>>>>>
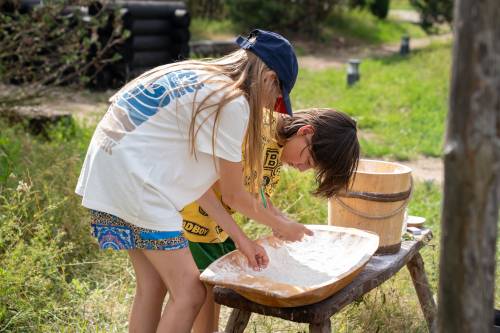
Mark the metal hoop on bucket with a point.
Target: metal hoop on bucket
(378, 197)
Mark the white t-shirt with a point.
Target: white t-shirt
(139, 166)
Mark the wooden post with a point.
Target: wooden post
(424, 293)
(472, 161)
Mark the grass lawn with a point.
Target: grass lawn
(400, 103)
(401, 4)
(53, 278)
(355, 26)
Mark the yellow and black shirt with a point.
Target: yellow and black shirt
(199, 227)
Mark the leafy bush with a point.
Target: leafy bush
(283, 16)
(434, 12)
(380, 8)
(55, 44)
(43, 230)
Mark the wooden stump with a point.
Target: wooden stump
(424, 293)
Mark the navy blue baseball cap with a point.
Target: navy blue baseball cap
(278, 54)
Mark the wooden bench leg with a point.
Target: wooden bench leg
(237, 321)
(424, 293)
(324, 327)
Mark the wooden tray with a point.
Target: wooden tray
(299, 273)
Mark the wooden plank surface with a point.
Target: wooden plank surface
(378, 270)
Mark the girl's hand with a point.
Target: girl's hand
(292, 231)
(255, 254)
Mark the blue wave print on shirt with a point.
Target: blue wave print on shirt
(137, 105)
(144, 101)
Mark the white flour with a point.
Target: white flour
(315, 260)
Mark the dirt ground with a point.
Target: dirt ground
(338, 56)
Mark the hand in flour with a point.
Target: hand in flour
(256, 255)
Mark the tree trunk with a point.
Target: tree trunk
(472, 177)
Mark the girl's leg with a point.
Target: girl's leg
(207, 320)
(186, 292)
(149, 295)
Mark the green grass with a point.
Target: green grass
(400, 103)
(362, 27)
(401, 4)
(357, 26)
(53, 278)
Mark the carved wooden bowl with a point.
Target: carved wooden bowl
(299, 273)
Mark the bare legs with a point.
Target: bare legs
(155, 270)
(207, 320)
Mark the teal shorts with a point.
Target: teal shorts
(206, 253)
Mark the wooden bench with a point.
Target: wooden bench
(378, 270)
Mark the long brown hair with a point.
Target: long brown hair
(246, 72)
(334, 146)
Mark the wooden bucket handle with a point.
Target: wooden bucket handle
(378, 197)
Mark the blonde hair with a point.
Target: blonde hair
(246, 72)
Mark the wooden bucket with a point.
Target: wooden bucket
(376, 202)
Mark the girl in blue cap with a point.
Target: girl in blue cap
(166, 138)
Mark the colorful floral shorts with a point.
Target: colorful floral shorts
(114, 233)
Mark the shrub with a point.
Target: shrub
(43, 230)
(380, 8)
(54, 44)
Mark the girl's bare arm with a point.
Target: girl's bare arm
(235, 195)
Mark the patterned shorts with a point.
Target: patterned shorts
<<<<<
>>>>>
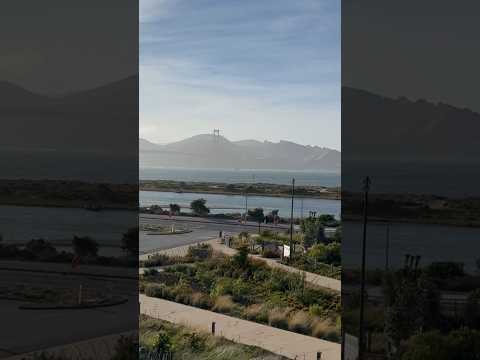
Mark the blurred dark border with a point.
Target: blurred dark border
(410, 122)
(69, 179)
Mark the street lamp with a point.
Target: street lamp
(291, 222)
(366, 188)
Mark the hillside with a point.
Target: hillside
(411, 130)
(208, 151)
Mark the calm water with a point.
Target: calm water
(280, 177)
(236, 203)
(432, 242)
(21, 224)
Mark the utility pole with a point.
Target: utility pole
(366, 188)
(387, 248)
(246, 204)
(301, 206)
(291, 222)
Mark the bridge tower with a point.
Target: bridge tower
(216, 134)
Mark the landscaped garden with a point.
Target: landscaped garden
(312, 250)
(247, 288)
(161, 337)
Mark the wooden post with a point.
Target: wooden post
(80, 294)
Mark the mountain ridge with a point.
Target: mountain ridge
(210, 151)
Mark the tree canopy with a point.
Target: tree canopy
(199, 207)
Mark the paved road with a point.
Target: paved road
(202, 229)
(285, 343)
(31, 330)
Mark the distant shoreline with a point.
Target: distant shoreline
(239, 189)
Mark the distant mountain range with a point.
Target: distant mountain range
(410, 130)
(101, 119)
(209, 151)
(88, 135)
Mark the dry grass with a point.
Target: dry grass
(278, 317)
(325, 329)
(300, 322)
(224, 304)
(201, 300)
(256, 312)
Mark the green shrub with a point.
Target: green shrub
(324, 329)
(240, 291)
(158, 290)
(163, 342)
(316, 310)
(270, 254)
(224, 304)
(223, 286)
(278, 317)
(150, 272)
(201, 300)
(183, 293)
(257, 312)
<<<<<
# Activity
Extract all lines of the records above that include "patterned".

# Response box
Mark the patterned shorts with a point.
Target: patterned shorts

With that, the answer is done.